START Extract to read
BPB 2006 keynote exhibition Nothing Personal is located at Brighton Museum and Art Gallery: exhibited together for the first time are images from Richard Avedon and James Baldwin’s 1964 book Nothing Personal, shown alongside striking works from international collections by William Eggleston, Walker Evans, Paul Fusco, Richard Misrach and Andy Warhol. These often melancholic images reflect on the compelling attractions and dark shadows inherent in empire, drawing connections between Britain as an emerging imperial nation and the United States of America in recent decades. Complementing these works is a newly commissioned film by Fiona Tan, presented outside the flamboyant Royal Pavilion, in which Tan’s piece was shot.
Voodoo Macbeth is a major BPB exhibition at the De La Warr Pavilion at Bexhill-on-Sea, based on Orson Welles' African-American theatre production of Shakespeare’s play. Curated by David A. Bailey in collaboration with Gilane Tawadros, Voodoo Macbeth contains film footage and archive photographs of Welles' original production, plus screenings of the director's films and a video installation featuring his famous radio broadcast War of the Worlds. The project additionally features new commissions and recent work by contemporary international artists including Kara Walker, Steve McQueen, Glenn Ligon, Phyllis Baldino and Mitra Tabrizian.
Fabrica hosts the European premiere of Alfredo Jaar’s dramatic new installation The Sound of Silence. David Claerbout presents White House, a powerful new thirteen-hour film at University of Brighton Gallery, which simultaneously hosts Armenian-Egyptian studio photographer Van Leo’s extraordinary wartime self-portraits plus Adel Abdessemed’s animated film God is Design. In the Bloomsbury Group’s rural enclave at Charleston Farmhouse, Henna Nadeem shows her series of collaged photographs Henna Nadeem’s Picture Book of Britain. Gabriel Kuri, as Design Archives Artist in Residence at the University of Brighton, presents a public project throughout Brighton drawing on the culture of display.
END Extract to read
START Dataset content
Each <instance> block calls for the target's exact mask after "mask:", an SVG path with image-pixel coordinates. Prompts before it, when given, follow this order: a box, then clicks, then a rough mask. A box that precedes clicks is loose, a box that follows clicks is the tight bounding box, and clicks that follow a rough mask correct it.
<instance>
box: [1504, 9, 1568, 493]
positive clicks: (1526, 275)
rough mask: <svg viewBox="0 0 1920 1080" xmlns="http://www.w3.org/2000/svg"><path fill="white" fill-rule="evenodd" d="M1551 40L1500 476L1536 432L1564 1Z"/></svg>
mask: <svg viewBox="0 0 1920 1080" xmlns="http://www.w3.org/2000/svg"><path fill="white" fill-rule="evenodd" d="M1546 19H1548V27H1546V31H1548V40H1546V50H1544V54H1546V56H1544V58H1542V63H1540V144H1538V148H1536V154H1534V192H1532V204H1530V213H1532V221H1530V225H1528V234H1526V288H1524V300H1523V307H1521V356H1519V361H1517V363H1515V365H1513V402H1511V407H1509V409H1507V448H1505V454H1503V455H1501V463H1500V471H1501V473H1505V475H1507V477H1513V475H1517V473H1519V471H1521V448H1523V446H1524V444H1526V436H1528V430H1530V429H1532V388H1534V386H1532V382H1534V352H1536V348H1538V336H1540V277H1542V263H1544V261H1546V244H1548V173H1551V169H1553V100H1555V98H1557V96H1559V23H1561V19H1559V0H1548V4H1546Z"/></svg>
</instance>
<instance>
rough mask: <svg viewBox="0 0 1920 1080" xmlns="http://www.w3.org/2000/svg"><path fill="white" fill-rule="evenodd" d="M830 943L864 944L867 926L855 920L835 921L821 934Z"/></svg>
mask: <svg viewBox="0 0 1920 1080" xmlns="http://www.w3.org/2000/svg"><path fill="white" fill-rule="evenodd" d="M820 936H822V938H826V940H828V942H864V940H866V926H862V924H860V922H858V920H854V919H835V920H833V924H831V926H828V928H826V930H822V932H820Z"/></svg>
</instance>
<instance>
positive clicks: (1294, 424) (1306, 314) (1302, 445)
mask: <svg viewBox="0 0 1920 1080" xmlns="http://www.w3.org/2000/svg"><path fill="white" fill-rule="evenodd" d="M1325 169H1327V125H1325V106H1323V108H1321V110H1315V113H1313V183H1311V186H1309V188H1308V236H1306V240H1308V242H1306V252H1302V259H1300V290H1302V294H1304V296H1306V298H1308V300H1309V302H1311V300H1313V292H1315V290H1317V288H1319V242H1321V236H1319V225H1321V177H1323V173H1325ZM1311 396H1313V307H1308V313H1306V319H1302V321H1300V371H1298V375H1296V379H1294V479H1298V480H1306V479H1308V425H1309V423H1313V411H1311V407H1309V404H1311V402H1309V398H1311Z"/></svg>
END Dataset content
Work order ▸ Write out the passage above on the BPB 2006 exhibitions from "Voodoo Macbeth is" to "and Mitra Tabrizian.", reproducing its wording without alteration.

Answer for this exercise ▸
Voodoo Macbeth is a major BPB exhibition at the De La Warr Pavilion at Bexhill-on-Sea, based on Orson Welles' African-American theatre production of Shakespeare’s play. Curated by David A. Bailey in collaboration with Gilane Tawadros, Voodoo Macbeth contains film footage and archive photographs of Welles' original production, plus screenings of the director's films and a video installation featuring his famous radio broadcast War of the Worlds. The project additionally features new commissions and recent work by contemporary international artists including Kara Walker, Steve McQueen, Glenn Ligon, Phyllis Baldino and Mitra Tabrizian.